> **Task prompt**
Quote exactly the lines from the one with "Keypoint guideline: for each instance of the glass" to the end of the data, both included; omit the pictures.
-------- Material to process
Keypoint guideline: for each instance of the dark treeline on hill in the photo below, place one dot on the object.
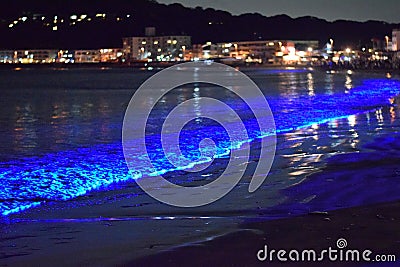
(128, 18)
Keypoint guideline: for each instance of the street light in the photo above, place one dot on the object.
(387, 43)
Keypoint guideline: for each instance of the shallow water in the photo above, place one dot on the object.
(61, 130)
(337, 147)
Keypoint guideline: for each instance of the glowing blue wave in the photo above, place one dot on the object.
(27, 182)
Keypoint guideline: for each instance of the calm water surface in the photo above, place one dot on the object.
(61, 134)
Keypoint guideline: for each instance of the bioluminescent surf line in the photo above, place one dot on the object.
(62, 175)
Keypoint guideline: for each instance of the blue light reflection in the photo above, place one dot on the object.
(27, 182)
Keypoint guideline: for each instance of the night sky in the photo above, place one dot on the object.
(359, 10)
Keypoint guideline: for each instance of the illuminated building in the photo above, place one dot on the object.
(157, 48)
(111, 54)
(6, 56)
(28, 56)
(268, 51)
(395, 40)
(87, 56)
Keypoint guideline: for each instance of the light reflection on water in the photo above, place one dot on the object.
(51, 123)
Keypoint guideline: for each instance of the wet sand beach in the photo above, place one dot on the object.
(373, 227)
(330, 180)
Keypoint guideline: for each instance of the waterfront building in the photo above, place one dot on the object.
(33, 56)
(396, 40)
(156, 48)
(268, 51)
(111, 54)
(87, 56)
(6, 56)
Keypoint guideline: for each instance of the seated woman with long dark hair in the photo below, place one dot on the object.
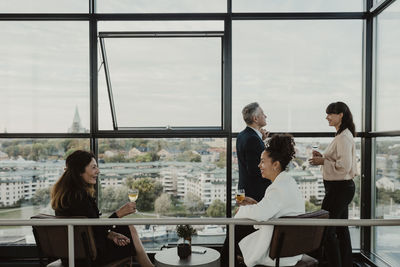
(74, 195)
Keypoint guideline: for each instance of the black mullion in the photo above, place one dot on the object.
(366, 142)
(227, 109)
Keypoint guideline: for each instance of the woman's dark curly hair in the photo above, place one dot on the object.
(347, 119)
(71, 182)
(280, 147)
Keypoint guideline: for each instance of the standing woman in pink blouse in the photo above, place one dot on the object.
(339, 167)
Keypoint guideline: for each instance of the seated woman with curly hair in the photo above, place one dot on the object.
(282, 198)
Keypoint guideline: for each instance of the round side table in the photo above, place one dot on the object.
(169, 258)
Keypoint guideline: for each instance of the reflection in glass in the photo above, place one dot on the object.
(387, 205)
(28, 169)
(175, 177)
(388, 69)
(294, 69)
(44, 74)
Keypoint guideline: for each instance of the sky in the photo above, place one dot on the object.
(294, 69)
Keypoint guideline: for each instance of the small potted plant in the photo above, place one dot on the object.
(185, 232)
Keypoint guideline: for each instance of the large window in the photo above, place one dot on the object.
(28, 169)
(179, 177)
(177, 100)
(294, 69)
(44, 75)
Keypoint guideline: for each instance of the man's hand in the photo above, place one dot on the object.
(126, 209)
(118, 239)
(316, 154)
(264, 133)
(316, 161)
(247, 201)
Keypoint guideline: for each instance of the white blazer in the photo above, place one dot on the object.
(282, 198)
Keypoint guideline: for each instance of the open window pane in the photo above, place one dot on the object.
(295, 69)
(161, 6)
(164, 82)
(28, 169)
(298, 5)
(179, 177)
(44, 6)
(44, 74)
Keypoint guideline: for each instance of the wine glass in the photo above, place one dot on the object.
(240, 195)
(133, 194)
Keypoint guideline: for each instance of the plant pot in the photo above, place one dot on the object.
(184, 250)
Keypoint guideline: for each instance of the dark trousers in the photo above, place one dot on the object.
(337, 246)
(241, 231)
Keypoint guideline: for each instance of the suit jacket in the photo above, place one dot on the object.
(249, 147)
(282, 198)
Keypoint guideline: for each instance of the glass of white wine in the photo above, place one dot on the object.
(133, 194)
(240, 195)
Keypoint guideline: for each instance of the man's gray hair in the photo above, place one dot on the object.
(249, 111)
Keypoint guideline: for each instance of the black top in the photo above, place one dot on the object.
(249, 147)
(87, 207)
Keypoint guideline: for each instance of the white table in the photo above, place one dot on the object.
(169, 258)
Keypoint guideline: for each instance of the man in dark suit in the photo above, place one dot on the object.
(249, 146)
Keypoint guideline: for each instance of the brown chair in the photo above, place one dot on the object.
(52, 243)
(288, 240)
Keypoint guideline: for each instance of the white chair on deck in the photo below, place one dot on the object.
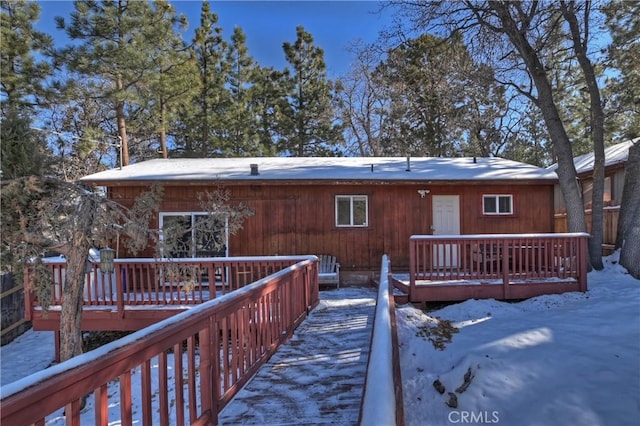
(329, 270)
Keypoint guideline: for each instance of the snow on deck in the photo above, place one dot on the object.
(318, 375)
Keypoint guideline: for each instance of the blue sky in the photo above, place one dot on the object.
(268, 24)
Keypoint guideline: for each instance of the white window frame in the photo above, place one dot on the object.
(193, 215)
(496, 198)
(351, 199)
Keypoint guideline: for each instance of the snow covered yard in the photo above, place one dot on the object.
(570, 359)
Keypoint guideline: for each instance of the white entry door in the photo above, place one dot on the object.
(446, 221)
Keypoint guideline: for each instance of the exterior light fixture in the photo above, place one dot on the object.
(106, 260)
----------------
> **Task answer**
Keypoint guideline: for each instance of the glass of white wine in the photo above, place one dot on the object.
(133, 194)
(240, 195)
Keypoint guideline: for each instance of the man's gray hair in the photo above, place one dot on the object.
(249, 111)
Keypoint guideline: for each instance of the black top in the photo above, place one dot on the object.
(249, 147)
(87, 207)
Keypoint guideline: for each instance of the white table in the photo above, place one dot on the object.
(169, 258)
Keypoint guideline: for each instance of the man in dark suit in the photo above, place one dot on the object.
(249, 146)
Keypoint guideline: for each instance of the brown chair in the photo above, place one dot on the object.
(52, 243)
(288, 240)
Keypoint guideline: for each instance of the white chair on deck in the photo below, place one dot on the object.
(329, 270)
Keypoint guideline: for each instance of the snow on deck in the photo above, place one dot on the object.
(318, 375)
Keypoint guideline: for each instance of the blue sky in the photo above, place one dot on the object.
(268, 24)
Keypoint guideline: for each instance of the white window frame in the photo above, place one dot on the object.
(193, 215)
(496, 198)
(351, 199)
Keypoint guideline: for each instance of the snow covered yard in the photo above, place one dot on the object.
(570, 359)
Keypoint guideline: for each instance of the white entry door in the photo above, place one dot on the object.
(446, 221)
Keypoint guideline: for each instance of the exterior light fixture in the photo above, place one dot on the object.
(106, 260)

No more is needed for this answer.